Given problem a:
Copy the passage on retrieval augmentation below word for word, starting with "Benefits of Retrieval" and going on through "retrain your model.".

Passage shown:
****

Retrieval Augmentation is a technique that allows machine learning models to adapt to new data without retraining. It does this by looking up relevant data from a database of memories that is separate from the model’s logic. This allows the model to be updated or edited in real time, thereby allowing the model to adapt to new information without retraining and to maintain its accuracy even as the data changes.
Benefits of Retrieval Augmentation#
Traditional machine learning models like classifiers and recommenders are trained to make predictions based on the distribution of the data they see during training. Once deployed, these predictions do not change without retraining. In static environments, this type of rigidity is not a problem. However, in most business applications, such models suffer performance deterioration when:
- Data is highly dynamic and drifts faster than you can retrain your model.
- An existing, proven model is used for a new client with similar, but not-fully aligned preferences.
- Significant new data becomes available that must be included in the training set in order to improve performance but retraining the model adds an unwanted time delay.
- There is an inadvertent bias in the training data driven by limited available data or skews in synthetic training data.
Retrieval-augmented models built with Orca are trained to look up external data —referred to as memories— that are stored independent of the model’s logic. As a result, these memories can be updated or edited in real time, thereby allowing the model to adapt to new information without retraining and to maintain its performance even as the data changes.

****

Given problem b:
Quote the records below exactly, omitting the pictures.

Provided data:
****

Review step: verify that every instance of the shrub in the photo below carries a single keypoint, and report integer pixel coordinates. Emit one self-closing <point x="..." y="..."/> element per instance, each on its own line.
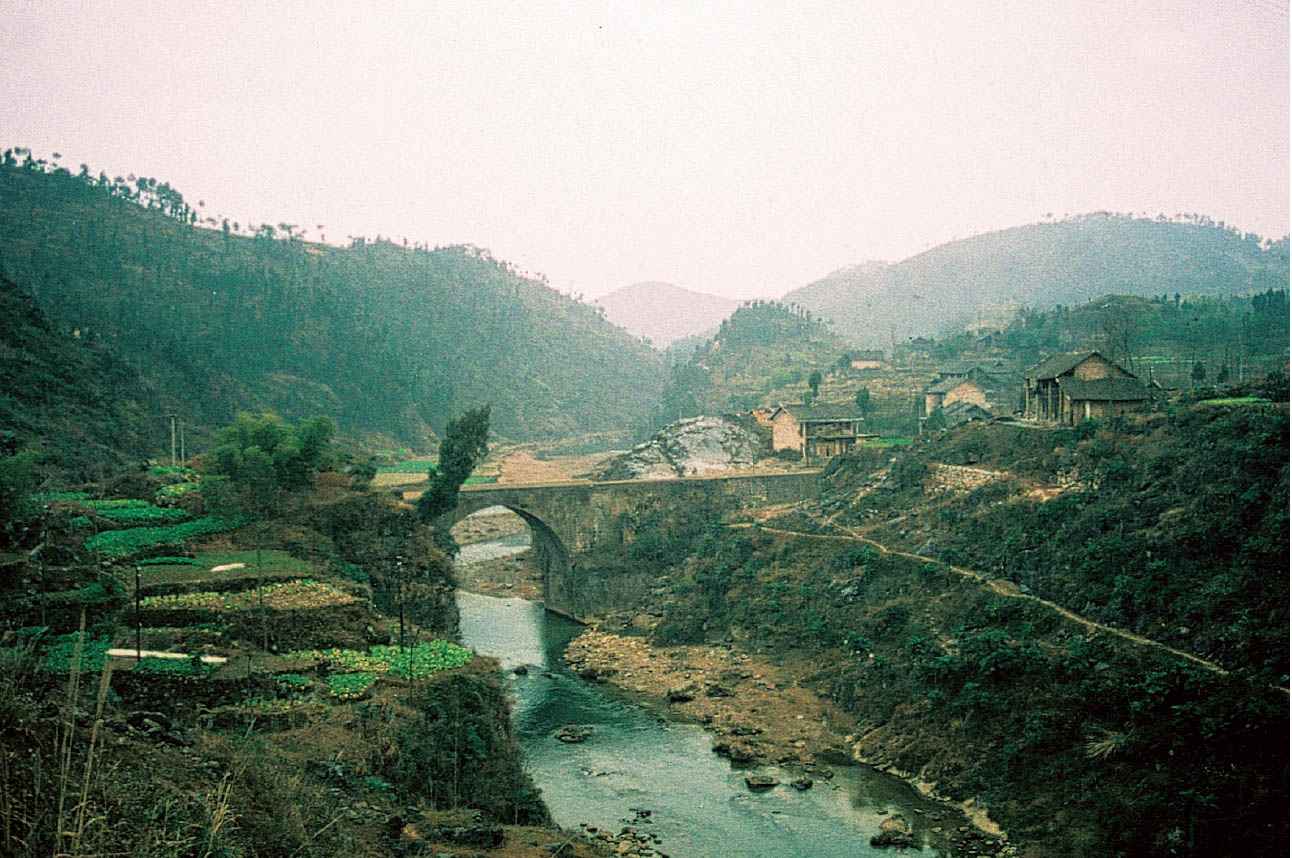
<point x="191" y="667"/>
<point x="60" y="654"/>
<point x="168" y="561"/>
<point x="350" y="686"/>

****

Expected answer a:
Benefits of Retrieval Augmentation#
Traditional machine learning models like classifiers and recommenders are trained to make predictions based on the distribution of the data they see during training. Once deployed, these predictions do not change without retraining. In static environments, this type of rigidity is not a problem. However, in most business applications, such models suffer performance deterioration when:
- Data is highly dynamic and drifts faster than you can retrain your model.

Expected answer b:
Review step: verify that every instance of the shrub in the photo below carries a single keypoint, and report integer pixel coordinates. Emit one self-closing <point x="..." y="..."/> element per instance, each on its own line.
<point x="191" y="667"/>
<point x="60" y="654"/>
<point x="168" y="561"/>
<point x="350" y="686"/>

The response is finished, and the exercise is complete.